▸ **Instructions for the task**: Within the records below, find each line that holds the string "shirt", then copy it.

[Dataset entries]
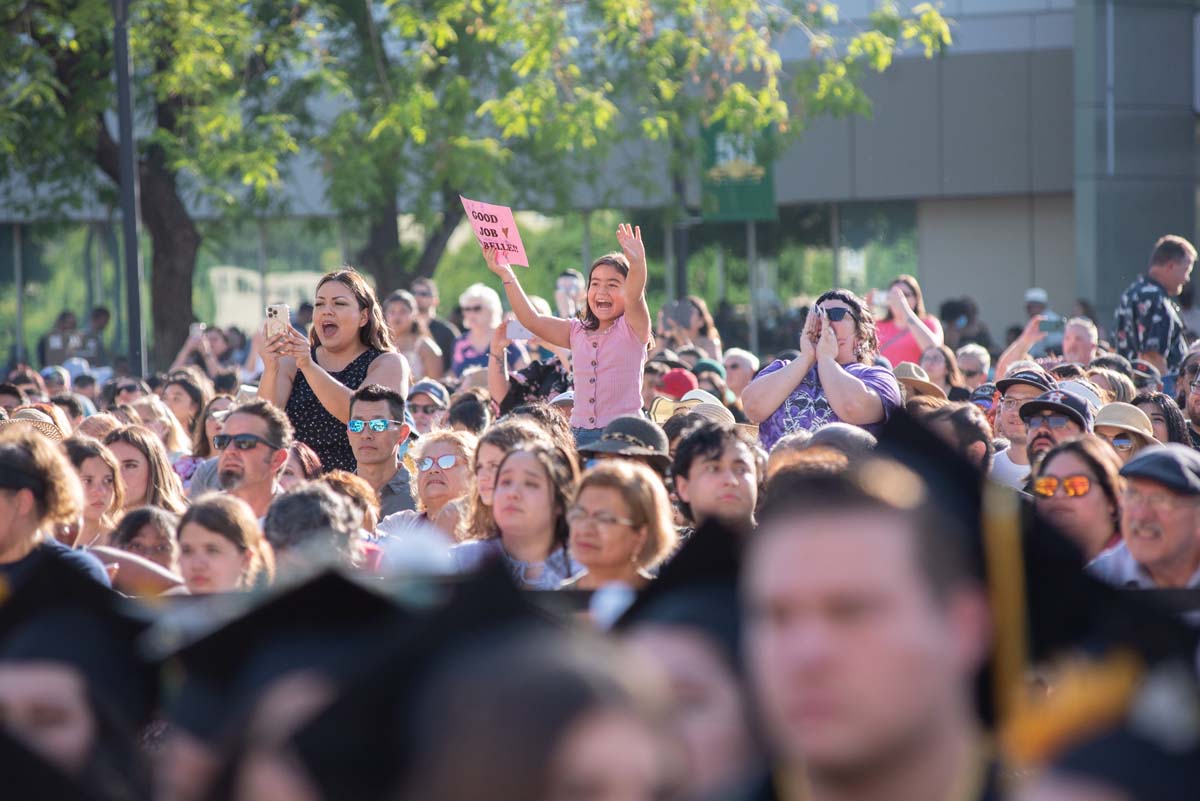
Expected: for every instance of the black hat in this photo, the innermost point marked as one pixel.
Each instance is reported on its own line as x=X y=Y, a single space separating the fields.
x=1033 y=378
x=634 y=435
x=1067 y=403
x=57 y=614
x=318 y=625
x=357 y=747
x=697 y=589
x=1176 y=467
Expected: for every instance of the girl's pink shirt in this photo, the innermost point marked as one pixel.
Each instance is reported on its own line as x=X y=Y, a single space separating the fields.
x=607 y=368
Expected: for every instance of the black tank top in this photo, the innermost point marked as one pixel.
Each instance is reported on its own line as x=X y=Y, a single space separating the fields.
x=315 y=426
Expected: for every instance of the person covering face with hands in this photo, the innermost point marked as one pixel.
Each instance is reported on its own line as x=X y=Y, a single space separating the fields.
x=833 y=379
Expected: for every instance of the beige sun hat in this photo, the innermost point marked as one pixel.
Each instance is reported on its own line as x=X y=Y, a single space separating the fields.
x=39 y=420
x=916 y=380
x=697 y=401
x=1127 y=417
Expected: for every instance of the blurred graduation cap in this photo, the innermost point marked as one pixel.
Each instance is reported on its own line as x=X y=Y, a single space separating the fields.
x=27 y=775
x=1044 y=608
x=697 y=589
x=358 y=747
x=323 y=624
x=57 y=614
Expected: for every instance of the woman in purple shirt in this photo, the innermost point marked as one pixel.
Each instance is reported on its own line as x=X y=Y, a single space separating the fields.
x=833 y=380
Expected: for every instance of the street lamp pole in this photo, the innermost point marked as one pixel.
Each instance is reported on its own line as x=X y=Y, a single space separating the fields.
x=129 y=181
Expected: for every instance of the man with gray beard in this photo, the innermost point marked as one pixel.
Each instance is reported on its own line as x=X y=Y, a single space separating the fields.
x=253 y=447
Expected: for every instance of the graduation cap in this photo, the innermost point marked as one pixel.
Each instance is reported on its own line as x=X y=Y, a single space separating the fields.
x=697 y=589
x=57 y=614
x=323 y=624
x=357 y=748
x=27 y=775
x=1044 y=607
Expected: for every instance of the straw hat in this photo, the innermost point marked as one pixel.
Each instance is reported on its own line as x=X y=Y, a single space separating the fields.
x=916 y=380
x=37 y=420
x=697 y=401
x=1127 y=417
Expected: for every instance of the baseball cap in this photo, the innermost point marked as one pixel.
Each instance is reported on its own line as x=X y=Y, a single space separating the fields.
x=1176 y=467
x=1063 y=402
x=432 y=389
x=678 y=381
x=1030 y=378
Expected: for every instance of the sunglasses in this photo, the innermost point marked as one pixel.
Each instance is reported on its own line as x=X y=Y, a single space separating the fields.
x=444 y=462
x=835 y=313
x=431 y=409
x=377 y=425
x=1051 y=421
x=1121 y=444
x=241 y=441
x=1072 y=486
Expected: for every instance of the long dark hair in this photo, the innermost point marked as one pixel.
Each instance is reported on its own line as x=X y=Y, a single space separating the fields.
x=621 y=264
x=563 y=475
x=375 y=333
x=1176 y=423
x=867 y=339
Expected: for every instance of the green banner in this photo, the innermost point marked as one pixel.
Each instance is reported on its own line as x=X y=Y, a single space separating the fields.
x=737 y=180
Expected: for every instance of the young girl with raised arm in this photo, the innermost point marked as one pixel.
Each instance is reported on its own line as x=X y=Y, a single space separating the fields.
x=607 y=341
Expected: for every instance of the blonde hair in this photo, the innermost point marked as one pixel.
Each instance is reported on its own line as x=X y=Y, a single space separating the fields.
x=487 y=297
x=649 y=506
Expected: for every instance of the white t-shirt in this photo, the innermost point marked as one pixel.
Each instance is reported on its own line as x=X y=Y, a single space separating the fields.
x=1008 y=473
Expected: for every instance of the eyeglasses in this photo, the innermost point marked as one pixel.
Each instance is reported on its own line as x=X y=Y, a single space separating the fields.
x=377 y=425
x=431 y=409
x=1050 y=421
x=1121 y=443
x=241 y=441
x=576 y=515
x=444 y=462
x=835 y=313
x=1072 y=486
x=1014 y=403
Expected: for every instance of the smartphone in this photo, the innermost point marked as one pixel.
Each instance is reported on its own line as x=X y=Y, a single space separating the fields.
x=517 y=332
x=1054 y=325
x=279 y=318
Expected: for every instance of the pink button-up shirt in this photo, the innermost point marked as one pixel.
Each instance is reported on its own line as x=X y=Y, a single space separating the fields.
x=607 y=371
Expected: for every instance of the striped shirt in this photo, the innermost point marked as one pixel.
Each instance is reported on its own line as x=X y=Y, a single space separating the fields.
x=607 y=369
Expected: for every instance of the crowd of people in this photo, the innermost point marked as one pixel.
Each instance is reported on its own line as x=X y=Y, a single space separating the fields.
x=581 y=550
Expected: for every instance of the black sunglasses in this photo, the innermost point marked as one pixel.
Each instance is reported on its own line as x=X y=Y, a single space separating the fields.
x=837 y=313
x=241 y=441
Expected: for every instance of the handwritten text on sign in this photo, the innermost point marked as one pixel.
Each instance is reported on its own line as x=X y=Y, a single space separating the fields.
x=496 y=228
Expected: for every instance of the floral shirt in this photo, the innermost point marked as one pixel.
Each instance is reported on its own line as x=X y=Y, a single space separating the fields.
x=1149 y=321
x=808 y=409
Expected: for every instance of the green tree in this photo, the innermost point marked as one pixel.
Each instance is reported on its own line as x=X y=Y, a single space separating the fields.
x=208 y=77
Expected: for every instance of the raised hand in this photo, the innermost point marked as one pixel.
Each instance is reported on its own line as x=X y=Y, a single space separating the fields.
x=497 y=263
x=629 y=238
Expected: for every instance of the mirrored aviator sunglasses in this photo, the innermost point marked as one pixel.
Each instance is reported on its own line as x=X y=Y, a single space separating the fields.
x=1072 y=486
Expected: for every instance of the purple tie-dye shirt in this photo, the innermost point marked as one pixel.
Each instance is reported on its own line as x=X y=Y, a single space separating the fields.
x=807 y=408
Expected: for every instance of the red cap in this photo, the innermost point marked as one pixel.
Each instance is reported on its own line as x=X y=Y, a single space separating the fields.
x=678 y=383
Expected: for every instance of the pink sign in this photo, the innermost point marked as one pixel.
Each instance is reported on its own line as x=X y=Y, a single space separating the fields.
x=495 y=228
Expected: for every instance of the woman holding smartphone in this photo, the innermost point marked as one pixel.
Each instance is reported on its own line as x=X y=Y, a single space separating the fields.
x=312 y=378
x=834 y=378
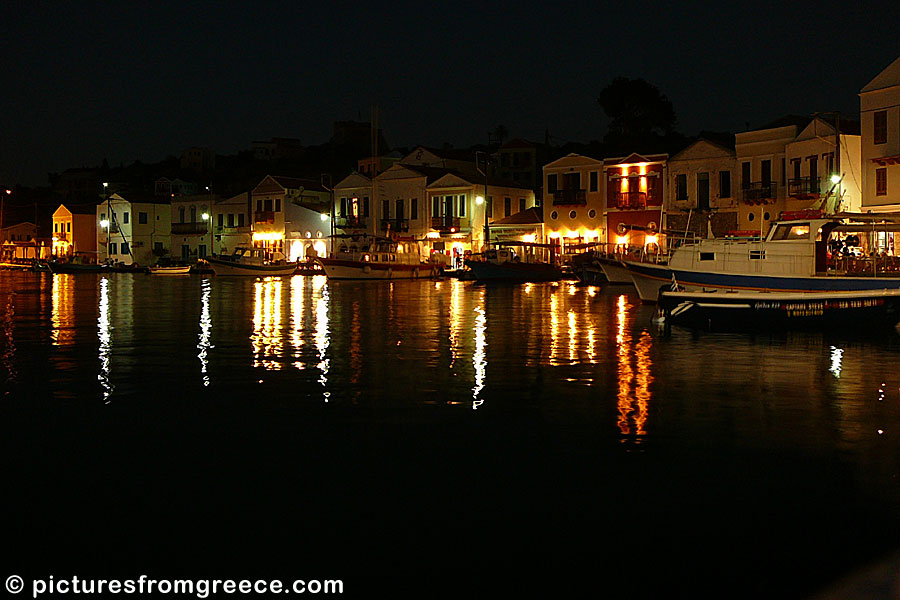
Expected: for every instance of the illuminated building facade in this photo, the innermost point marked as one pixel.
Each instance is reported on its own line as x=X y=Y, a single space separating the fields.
x=75 y=230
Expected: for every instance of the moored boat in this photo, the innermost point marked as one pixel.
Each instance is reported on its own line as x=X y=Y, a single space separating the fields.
x=502 y=264
x=376 y=258
x=723 y=310
x=798 y=254
x=252 y=262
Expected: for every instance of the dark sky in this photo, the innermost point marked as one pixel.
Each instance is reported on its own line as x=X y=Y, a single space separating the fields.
x=143 y=80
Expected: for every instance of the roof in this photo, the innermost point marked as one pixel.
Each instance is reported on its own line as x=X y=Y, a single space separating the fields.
x=889 y=77
x=529 y=216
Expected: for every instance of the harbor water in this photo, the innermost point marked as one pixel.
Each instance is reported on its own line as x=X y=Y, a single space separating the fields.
x=423 y=438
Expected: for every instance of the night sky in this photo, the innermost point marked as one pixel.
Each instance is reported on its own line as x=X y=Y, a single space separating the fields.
x=132 y=81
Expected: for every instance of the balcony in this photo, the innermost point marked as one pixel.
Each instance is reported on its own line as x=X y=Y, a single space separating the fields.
x=352 y=222
x=631 y=200
x=759 y=192
x=445 y=223
x=266 y=217
x=804 y=187
x=189 y=228
x=395 y=225
x=569 y=197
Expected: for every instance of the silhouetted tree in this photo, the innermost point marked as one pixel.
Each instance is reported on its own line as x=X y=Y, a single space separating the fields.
x=641 y=117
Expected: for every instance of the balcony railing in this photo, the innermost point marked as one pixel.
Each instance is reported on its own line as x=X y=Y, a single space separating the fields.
x=395 y=224
x=190 y=228
x=264 y=216
x=759 y=191
x=445 y=223
x=569 y=197
x=350 y=222
x=631 y=200
x=804 y=187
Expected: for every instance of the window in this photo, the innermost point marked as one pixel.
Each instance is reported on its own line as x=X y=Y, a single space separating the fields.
x=681 y=186
x=881 y=182
x=880 y=131
x=724 y=184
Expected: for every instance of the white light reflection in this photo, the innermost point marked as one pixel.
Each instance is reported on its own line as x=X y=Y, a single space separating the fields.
x=205 y=330
x=837 y=355
x=320 y=287
x=479 y=358
x=104 y=333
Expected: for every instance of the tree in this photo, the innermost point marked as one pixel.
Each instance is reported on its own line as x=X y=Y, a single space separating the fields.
x=640 y=115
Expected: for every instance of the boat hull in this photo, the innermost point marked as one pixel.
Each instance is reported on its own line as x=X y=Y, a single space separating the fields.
x=336 y=268
x=734 y=311
x=230 y=268
x=513 y=271
x=648 y=278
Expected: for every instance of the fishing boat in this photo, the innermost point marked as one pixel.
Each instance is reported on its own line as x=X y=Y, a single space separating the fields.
x=504 y=264
x=801 y=253
x=256 y=262
x=170 y=270
x=723 y=310
x=366 y=257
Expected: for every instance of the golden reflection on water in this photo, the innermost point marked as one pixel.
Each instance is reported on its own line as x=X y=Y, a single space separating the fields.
x=104 y=334
x=266 y=338
x=205 y=331
x=322 y=341
x=62 y=311
x=479 y=357
x=9 y=346
x=297 y=316
x=634 y=375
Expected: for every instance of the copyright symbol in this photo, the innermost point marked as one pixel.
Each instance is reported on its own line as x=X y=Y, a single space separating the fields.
x=14 y=584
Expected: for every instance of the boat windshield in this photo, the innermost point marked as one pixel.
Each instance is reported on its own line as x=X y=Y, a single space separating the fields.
x=790 y=231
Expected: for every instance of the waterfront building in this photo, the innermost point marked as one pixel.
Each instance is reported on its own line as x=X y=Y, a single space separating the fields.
x=353 y=203
x=574 y=203
x=702 y=196
x=818 y=175
x=231 y=217
x=134 y=228
x=459 y=205
x=75 y=230
x=192 y=219
x=879 y=103
x=635 y=195
x=281 y=219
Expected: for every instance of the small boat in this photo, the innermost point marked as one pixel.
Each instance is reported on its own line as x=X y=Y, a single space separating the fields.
x=503 y=264
x=73 y=267
x=252 y=261
x=722 y=310
x=170 y=270
x=365 y=257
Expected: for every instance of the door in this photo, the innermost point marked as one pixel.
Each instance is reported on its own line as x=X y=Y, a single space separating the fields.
x=703 y=191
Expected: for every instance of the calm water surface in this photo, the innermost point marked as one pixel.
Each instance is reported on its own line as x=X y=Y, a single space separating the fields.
x=446 y=435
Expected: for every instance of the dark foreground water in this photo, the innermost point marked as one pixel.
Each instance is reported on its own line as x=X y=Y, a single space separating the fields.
x=423 y=439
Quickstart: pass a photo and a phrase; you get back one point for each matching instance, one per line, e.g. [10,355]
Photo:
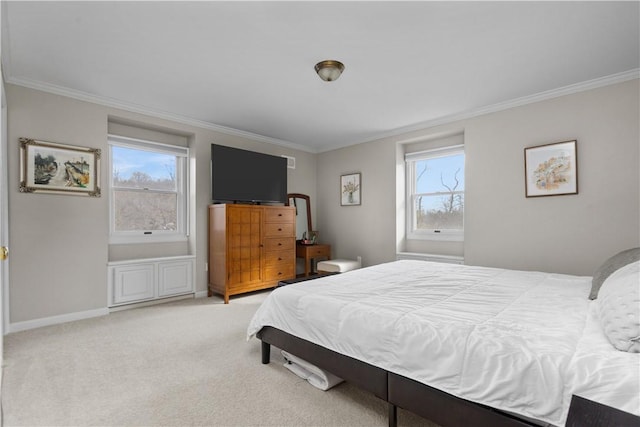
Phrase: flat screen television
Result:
[243,176]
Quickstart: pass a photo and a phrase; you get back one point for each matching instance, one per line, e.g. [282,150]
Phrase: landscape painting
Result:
[551,170]
[58,168]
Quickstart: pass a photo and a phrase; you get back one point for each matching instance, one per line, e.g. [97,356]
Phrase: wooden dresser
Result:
[250,247]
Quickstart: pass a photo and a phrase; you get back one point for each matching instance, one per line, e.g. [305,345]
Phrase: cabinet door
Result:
[175,277]
[133,283]
[244,251]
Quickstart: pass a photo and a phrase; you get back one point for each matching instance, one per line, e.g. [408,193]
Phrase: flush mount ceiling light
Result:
[329,70]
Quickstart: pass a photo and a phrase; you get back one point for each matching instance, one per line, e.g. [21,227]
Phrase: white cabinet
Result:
[149,279]
[175,278]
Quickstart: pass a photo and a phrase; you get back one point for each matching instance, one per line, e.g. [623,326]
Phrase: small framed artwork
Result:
[59,168]
[551,169]
[350,187]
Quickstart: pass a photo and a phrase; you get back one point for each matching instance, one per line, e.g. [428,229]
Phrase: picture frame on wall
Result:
[50,167]
[551,169]
[350,189]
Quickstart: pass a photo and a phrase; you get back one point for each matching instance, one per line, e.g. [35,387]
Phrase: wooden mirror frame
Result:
[308,199]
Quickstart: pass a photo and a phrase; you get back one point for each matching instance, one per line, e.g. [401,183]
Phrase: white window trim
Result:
[181,234]
[431,234]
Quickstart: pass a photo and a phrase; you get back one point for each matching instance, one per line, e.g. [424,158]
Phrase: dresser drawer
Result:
[279,243]
[278,257]
[279,215]
[278,230]
[280,272]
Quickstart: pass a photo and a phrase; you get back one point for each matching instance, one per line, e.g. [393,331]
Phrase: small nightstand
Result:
[309,252]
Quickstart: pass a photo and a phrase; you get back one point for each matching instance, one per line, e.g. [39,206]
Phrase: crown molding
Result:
[134,108]
[517,102]
[141,109]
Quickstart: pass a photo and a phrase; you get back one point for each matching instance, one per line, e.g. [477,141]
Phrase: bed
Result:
[456,343]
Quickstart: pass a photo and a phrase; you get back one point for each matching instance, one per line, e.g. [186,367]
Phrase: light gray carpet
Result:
[184,363]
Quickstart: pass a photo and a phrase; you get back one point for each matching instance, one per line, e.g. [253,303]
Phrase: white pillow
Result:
[619,308]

▸ **Answer space**:
Expected: for every instance of the girl's pink shirt in this photo, the innermost point marked as one pixel.
Expected: for every instance of the woman in purple shirt in this photo, the innermost point marked as one pixel.
Expected: for every instance of the white t-shirt in this photo, the innermost point marked as one pixel.
Expected: for every instance of the pink button-up shirt in this photo, the innermost point marked as one pixel.
Expected: for every instance of the striped shirt in this photo, the innermost point marked as one pixel.
Expected: for every instance of the floral shirt in this photo, the innermost point marked as one pixel.
Expected: for every instance of the purple tie-dye shirt in this photo, the innermost point marked as one pixel.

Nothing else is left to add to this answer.